Exercise ▸ Copy out every line from the records that includes "photo".
• • •
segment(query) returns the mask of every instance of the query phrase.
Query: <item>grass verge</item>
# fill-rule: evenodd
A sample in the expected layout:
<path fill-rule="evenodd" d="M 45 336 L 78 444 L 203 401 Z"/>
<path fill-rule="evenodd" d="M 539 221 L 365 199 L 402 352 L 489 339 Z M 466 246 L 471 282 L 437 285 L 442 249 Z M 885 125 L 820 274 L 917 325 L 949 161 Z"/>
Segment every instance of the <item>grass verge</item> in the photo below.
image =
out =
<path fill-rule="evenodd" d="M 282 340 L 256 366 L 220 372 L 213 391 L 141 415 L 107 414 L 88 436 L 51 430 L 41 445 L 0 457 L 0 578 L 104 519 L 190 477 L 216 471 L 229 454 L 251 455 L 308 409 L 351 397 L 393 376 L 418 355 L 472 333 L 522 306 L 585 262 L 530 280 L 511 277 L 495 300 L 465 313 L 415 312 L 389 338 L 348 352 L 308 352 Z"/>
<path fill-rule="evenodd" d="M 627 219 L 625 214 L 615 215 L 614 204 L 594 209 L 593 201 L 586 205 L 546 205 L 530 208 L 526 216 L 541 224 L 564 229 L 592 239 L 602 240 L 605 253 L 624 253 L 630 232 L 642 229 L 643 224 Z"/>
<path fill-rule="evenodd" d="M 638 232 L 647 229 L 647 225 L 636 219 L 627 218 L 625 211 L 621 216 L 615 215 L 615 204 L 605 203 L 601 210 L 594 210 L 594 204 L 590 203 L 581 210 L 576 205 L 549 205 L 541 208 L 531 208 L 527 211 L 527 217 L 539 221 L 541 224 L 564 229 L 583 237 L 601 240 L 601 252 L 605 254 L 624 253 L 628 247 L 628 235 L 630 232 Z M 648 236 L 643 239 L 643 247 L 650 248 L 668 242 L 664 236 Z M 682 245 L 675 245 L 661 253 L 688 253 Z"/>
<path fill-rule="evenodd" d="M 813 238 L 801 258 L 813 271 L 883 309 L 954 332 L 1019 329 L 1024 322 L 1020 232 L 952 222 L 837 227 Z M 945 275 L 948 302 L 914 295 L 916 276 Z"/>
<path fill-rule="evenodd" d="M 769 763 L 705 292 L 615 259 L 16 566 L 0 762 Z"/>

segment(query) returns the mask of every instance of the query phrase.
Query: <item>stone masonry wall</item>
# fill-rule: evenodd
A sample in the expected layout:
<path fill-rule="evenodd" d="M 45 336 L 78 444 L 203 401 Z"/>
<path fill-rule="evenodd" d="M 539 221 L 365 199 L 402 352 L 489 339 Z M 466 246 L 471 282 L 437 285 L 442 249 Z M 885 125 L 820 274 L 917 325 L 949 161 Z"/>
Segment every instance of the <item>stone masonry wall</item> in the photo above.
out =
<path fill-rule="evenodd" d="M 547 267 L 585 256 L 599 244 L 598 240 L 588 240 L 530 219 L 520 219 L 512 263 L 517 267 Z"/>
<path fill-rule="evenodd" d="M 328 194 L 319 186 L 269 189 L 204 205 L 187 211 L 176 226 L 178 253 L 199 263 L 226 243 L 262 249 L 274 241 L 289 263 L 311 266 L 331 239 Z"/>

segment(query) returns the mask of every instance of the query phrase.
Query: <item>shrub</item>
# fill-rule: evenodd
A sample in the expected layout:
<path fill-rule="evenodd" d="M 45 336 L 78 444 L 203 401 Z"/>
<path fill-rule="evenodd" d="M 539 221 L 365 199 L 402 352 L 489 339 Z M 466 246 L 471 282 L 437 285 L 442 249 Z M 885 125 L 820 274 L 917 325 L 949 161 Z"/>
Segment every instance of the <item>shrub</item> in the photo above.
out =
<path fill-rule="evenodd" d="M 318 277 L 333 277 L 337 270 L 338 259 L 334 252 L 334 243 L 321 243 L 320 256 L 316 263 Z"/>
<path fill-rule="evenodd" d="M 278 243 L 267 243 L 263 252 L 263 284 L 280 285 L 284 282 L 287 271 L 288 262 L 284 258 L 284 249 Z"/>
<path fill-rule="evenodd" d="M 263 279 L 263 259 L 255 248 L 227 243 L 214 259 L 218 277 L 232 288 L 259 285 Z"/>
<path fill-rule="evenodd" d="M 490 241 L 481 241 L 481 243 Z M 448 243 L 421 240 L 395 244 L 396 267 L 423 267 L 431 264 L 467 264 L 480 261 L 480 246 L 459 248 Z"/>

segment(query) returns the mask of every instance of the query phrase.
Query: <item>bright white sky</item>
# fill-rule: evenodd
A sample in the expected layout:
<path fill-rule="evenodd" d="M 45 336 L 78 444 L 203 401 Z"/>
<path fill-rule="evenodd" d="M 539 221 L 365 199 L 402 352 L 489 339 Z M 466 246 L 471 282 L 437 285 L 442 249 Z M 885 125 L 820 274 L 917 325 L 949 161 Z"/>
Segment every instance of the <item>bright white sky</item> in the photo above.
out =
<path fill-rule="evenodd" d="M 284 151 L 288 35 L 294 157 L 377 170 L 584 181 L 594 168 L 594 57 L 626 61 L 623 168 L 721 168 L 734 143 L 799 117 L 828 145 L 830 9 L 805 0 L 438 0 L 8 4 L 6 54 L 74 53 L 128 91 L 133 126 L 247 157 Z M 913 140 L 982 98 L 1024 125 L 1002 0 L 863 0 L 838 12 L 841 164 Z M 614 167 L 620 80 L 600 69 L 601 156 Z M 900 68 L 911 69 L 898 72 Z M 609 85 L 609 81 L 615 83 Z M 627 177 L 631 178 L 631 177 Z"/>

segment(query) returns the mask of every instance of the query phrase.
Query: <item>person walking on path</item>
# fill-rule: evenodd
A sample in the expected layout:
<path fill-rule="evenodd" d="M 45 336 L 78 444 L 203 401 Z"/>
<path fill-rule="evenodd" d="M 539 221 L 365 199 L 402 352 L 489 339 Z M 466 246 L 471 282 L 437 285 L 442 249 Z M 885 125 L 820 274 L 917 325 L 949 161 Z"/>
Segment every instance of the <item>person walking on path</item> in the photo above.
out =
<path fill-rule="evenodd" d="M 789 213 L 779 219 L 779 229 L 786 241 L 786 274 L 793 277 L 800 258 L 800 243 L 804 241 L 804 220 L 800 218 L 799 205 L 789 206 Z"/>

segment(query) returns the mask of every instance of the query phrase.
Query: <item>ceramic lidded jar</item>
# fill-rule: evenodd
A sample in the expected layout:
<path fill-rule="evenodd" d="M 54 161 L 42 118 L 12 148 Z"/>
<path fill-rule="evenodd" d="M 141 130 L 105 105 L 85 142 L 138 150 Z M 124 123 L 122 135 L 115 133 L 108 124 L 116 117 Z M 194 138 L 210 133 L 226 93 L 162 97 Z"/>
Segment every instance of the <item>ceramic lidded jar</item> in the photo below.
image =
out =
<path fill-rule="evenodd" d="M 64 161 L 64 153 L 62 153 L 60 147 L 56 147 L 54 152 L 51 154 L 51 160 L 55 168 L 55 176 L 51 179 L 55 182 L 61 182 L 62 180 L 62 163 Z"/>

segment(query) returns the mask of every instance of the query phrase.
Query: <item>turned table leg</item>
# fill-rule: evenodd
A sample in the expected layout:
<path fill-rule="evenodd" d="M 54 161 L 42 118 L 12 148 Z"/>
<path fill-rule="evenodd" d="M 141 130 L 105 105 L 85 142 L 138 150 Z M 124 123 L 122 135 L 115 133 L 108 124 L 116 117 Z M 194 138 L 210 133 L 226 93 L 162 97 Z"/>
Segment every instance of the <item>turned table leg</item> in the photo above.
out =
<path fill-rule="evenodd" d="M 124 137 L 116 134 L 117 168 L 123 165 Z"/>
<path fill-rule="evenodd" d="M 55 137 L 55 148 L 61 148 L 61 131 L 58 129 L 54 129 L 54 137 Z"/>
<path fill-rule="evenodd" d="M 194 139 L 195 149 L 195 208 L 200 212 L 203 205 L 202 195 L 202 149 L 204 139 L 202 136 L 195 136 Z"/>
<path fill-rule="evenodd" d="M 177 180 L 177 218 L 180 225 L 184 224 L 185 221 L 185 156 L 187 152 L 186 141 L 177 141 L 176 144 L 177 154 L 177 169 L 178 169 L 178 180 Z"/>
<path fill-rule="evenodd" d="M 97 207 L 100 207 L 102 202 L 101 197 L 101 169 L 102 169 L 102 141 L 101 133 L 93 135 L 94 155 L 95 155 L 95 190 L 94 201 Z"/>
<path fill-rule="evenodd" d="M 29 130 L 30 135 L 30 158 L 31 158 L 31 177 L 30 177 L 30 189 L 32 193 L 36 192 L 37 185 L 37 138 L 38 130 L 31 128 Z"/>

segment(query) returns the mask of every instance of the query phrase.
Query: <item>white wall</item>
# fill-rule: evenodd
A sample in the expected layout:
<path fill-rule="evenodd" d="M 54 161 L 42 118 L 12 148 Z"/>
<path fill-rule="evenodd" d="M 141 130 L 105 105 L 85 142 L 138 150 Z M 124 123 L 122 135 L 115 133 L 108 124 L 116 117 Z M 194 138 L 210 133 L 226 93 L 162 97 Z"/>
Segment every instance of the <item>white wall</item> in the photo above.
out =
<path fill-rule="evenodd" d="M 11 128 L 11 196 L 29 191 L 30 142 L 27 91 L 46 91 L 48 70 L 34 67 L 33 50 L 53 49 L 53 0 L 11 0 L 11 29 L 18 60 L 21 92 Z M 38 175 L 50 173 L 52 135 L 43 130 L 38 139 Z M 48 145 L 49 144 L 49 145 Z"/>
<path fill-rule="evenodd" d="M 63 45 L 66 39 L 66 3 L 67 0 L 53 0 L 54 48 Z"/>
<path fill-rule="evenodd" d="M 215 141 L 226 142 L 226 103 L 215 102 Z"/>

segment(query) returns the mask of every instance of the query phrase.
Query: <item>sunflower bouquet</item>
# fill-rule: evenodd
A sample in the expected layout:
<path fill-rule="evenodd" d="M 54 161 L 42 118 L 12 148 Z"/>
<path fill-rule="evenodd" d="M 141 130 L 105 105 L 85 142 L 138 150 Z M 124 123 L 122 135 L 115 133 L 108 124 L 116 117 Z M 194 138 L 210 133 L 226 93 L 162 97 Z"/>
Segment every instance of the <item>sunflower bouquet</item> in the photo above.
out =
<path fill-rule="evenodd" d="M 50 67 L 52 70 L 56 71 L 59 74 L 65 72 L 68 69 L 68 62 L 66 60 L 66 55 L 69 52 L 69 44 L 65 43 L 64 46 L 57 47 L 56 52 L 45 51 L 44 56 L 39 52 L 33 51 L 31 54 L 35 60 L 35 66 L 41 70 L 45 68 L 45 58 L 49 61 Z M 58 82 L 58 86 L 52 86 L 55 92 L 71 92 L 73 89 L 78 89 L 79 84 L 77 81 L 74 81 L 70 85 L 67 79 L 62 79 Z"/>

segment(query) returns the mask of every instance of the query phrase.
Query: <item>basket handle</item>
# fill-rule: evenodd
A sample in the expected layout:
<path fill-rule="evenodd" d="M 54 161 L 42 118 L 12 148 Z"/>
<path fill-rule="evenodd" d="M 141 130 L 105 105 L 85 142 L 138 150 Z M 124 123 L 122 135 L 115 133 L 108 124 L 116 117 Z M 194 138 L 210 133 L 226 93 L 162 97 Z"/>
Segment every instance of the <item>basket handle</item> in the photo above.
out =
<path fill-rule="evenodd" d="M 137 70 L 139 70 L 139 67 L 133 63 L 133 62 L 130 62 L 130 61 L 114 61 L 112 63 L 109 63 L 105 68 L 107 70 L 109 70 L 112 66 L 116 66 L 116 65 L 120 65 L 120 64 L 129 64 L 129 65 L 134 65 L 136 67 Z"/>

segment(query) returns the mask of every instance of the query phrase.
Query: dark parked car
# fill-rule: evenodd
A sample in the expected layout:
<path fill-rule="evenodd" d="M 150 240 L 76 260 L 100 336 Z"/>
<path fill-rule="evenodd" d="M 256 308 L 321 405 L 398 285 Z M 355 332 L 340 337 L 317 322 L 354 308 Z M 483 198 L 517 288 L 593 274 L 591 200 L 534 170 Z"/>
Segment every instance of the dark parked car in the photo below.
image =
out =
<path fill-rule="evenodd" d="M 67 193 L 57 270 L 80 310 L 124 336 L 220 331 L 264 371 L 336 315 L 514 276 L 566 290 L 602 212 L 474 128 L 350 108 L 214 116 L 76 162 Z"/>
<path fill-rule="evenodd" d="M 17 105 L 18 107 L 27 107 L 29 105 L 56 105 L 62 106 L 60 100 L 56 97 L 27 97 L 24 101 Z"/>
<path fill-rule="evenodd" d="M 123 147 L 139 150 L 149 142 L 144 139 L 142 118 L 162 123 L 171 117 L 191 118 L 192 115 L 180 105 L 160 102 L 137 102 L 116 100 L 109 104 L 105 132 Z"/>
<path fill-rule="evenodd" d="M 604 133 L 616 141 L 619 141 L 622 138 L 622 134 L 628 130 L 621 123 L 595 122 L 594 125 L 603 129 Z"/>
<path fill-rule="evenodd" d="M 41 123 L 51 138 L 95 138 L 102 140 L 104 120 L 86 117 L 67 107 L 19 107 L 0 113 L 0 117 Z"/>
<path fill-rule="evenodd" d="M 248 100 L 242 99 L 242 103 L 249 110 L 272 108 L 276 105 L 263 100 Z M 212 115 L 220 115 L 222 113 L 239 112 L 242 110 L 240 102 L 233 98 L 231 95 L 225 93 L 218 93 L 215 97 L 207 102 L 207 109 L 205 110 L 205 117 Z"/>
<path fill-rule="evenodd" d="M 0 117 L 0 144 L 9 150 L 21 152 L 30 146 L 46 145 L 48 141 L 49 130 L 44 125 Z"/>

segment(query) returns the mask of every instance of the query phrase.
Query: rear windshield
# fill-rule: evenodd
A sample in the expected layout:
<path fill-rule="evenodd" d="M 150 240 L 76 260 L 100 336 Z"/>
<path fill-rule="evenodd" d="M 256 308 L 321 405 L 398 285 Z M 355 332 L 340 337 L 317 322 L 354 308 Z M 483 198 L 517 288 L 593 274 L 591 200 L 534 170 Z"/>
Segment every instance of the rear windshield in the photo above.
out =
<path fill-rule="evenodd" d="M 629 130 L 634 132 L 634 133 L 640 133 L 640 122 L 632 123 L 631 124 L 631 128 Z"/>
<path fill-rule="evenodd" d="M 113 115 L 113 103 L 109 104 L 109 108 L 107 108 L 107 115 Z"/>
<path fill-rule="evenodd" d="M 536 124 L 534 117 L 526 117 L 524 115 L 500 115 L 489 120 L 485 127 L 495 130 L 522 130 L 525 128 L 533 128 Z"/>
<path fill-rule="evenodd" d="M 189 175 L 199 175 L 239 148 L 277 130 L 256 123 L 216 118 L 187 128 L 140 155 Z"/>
• • •
Response ▸
Segment every instance of the <item>grass verge</item> in the photo below.
Segment every instance of the <item>stone masonry wall</item> in the photo above.
Segment every instance of the <item>shrub</item> in the photo above.
Segment every instance of the <item>bright white sky</item> in the photo above.
Segment every instance of the <item>person walking on path</item> in the photo above.
Segment every instance of the <item>ceramic lidded jar</item> in the photo below.
Segment every instance of the <item>turned table leg</item> in the photo above.
Segment every instance of the <item>white wall</item> in the photo above.
Segment every instance of the <item>sunflower bouquet</item> in the photo above.
Segment every instance of the <item>basket handle</item> in the photo above.
Segment every instance of the dark parked car in the photo below.
Segment every instance of the rear windshield in the photo above.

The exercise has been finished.